◆ Directions for this task
The required output is the line that contains "Note to the class: identify the red" through the last line of the data, retyped verbatim and with nothing added.

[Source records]
Segment Open
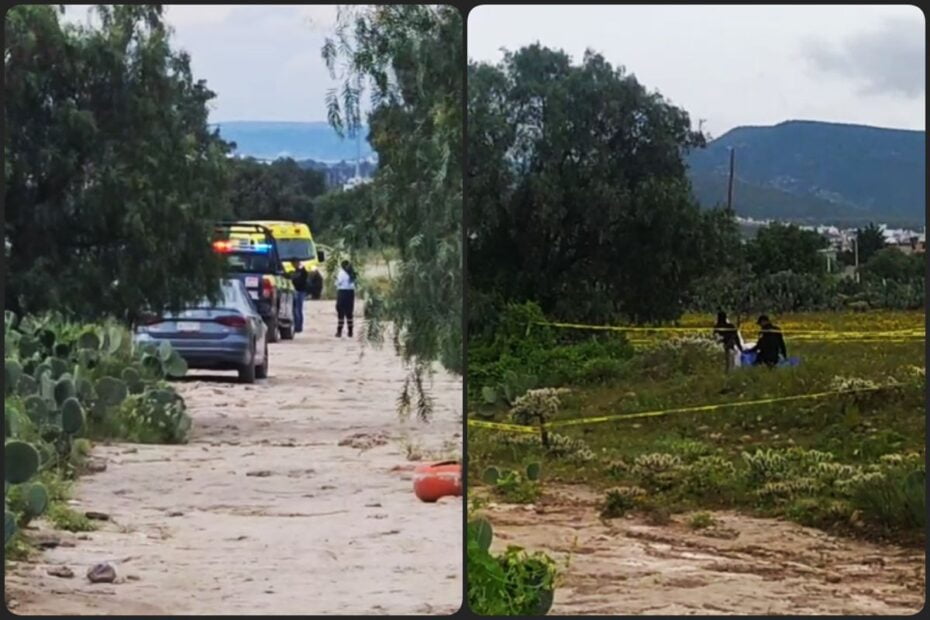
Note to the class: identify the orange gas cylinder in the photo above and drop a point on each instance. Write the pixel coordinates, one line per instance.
(430, 482)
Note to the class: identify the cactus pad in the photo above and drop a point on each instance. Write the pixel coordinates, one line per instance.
(64, 389)
(89, 340)
(72, 416)
(20, 461)
(111, 391)
(36, 499)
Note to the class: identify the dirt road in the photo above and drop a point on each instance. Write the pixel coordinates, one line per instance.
(264, 511)
(743, 566)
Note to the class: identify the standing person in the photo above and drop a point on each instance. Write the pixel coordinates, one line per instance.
(301, 281)
(345, 296)
(771, 345)
(729, 336)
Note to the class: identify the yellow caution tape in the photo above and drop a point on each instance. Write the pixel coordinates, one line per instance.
(710, 329)
(648, 414)
(513, 428)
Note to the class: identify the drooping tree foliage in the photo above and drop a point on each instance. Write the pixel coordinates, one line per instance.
(409, 59)
(577, 193)
(112, 176)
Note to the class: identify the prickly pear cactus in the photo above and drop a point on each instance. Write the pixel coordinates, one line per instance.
(64, 389)
(13, 370)
(72, 416)
(36, 408)
(35, 499)
(20, 461)
(89, 340)
(27, 385)
(111, 391)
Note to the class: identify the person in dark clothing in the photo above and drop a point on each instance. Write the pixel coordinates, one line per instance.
(771, 345)
(728, 335)
(301, 281)
(345, 297)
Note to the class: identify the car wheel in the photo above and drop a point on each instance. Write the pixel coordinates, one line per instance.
(316, 288)
(273, 330)
(247, 371)
(261, 372)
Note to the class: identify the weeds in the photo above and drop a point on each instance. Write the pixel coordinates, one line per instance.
(64, 518)
(701, 521)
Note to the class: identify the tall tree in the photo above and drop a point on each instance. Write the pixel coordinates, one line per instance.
(870, 240)
(786, 247)
(577, 194)
(112, 176)
(410, 57)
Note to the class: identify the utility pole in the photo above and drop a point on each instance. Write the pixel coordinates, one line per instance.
(856, 247)
(730, 182)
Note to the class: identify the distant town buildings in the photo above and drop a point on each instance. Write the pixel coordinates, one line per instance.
(843, 239)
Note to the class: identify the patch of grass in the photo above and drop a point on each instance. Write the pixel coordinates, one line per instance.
(862, 433)
(701, 521)
(64, 518)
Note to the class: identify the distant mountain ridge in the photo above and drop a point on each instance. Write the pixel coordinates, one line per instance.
(315, 140)
(816, 172)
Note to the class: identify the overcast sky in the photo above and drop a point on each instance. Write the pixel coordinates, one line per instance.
(263, 61)
(746, 65)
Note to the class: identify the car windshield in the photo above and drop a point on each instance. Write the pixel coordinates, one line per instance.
(230, 297)
(299, 249)
(250, 262)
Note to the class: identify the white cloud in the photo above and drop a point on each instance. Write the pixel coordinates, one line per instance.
(732, 65)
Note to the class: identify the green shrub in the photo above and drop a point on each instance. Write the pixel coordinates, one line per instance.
(514, 583)
(894, 501)
(701, 521)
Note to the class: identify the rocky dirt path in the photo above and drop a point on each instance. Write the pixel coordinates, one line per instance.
(294, 496)
(742, 566)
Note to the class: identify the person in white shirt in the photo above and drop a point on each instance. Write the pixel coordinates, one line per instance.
(345, 297)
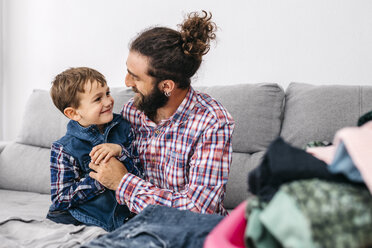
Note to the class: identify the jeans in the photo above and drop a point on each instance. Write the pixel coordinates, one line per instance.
(160, 226)
(62, 217)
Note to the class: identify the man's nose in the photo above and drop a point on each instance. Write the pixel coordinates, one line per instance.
(108, 100)
(129, 82)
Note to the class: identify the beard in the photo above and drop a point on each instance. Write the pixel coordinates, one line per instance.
(151, 103)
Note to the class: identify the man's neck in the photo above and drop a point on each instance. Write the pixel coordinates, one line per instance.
(175, 100)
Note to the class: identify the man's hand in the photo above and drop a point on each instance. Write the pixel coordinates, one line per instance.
(104, 152)
(108, 174)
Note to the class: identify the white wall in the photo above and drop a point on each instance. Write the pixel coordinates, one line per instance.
(1, 72)
(317, 41)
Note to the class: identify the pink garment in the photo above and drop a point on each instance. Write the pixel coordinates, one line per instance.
(229, 233)
(358, 143)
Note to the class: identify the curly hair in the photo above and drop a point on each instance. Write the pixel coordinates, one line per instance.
(177, 55)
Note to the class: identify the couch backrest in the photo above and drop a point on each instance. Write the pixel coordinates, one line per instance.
(310, 113)
(315, 113)
(257, 110)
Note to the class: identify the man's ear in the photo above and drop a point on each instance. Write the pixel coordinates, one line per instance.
(167, 86)
(72, 113)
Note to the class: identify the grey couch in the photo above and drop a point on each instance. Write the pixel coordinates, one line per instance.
(262, 112)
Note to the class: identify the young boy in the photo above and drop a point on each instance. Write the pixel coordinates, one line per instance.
(94, 134)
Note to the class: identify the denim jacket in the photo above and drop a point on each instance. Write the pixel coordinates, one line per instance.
(102, 210)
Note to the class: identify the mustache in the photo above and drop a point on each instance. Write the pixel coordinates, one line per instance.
(135, 89)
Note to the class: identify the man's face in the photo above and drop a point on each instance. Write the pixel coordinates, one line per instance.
(148, 96)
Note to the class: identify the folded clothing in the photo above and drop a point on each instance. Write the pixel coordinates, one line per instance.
(284, 163)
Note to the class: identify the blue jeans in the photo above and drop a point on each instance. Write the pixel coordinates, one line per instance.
(160, 226)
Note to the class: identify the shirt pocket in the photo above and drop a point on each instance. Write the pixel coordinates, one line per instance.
(85, 164)
(176, 173)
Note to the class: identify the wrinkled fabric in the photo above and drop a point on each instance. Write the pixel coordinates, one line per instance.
(342, 163)
(160, 226)
(313, 213)
(284, 163)
(340, 213)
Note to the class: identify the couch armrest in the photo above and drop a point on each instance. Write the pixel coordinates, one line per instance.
(3, 144)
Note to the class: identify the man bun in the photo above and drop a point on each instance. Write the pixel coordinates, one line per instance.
(197, 31)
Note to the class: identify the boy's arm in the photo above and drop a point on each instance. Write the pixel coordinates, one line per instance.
(68, 189)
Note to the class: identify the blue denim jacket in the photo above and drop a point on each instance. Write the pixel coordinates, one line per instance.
(103, 210)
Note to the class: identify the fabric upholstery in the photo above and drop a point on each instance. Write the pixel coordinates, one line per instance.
(25, 168)
(316, 112)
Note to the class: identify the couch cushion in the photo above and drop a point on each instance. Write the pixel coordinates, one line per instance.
(25, 168)
(24, 205)
(237, 186)
(256, 109)
(315, 113)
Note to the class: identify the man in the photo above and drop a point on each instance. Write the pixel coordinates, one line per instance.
(183, 137)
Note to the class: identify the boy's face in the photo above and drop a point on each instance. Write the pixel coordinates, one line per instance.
(96, 105)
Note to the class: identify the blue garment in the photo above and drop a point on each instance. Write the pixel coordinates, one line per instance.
(99, 207)
(161, 226)
(343, 164)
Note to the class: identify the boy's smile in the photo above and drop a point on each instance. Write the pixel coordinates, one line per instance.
(96, 105)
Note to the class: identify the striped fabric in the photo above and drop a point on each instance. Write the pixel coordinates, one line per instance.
(186, 158)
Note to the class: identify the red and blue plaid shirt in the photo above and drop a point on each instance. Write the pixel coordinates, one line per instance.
(186, 158)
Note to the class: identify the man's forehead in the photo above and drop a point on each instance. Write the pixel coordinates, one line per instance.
(137, 63)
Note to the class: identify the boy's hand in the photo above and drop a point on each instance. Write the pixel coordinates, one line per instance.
(104, 152)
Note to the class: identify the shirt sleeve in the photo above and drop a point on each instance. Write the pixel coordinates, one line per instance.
(129, 156)
(208, 175)
(68, 189)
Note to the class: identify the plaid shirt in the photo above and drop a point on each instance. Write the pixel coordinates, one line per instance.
(69, 187)
(186, 158)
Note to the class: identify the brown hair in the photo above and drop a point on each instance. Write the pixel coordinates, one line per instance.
(68, 83)
(176, 55)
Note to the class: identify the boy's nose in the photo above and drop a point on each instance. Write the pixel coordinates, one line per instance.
(108, 101)
(128, 81)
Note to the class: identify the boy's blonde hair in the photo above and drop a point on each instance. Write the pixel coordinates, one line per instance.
(67, 84)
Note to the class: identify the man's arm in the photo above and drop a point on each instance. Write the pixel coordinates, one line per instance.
(208, 174)
(67, 188)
Segment Closed
◆ Solution below
Note to the class: identify the red and blue plaid shirt in the photo above and drop a point on each instance. Write the pixel coordinates, one line per instance.
(186, 158)
Note to the class: identify the man's forehead in the photo above and drop a point on each instance. Write the pixel coordinates, one line per instance.
(137, 63)
Note to the class: identify the boy's hand in the photo above and drop a point on each instance. Write the pixel coordinates, one line per instance.
(104, 152)
Note to the class: identify the shirt sleeve in the photo above and drop a point on each instance. Write the pixel coordinates, one line per instance.
(129, 156)
(208, 175)
(68, 189)
Note to the class: identify the plaid shirt in the photo above and drop a point on each instance. Write the pixel coordinates, one line per instance.
(69, 187)
(186, 158)
Note to the class: identify the brown hair in the photo above and drop a point on each instance. Write the pixel coordinates, one line per instance.
(68, 83)
(176, 55)
Note to the class: identify the boy's nose in the photo above and drop a point on each instance. Write the pixel coordinates, one line per instance.
(108, 101)
(128, 81)
Note to the class: identify the boy's blonde hair in the photo above and drop a point on each instance. Write the pixel coordinates, one line per instance.
(67, 84)
Note to the class: identify the man's arm in the photo above and drop a point on each instance. Write the pixel coordinates, one line per instance.
(208, 174)
(67, 188)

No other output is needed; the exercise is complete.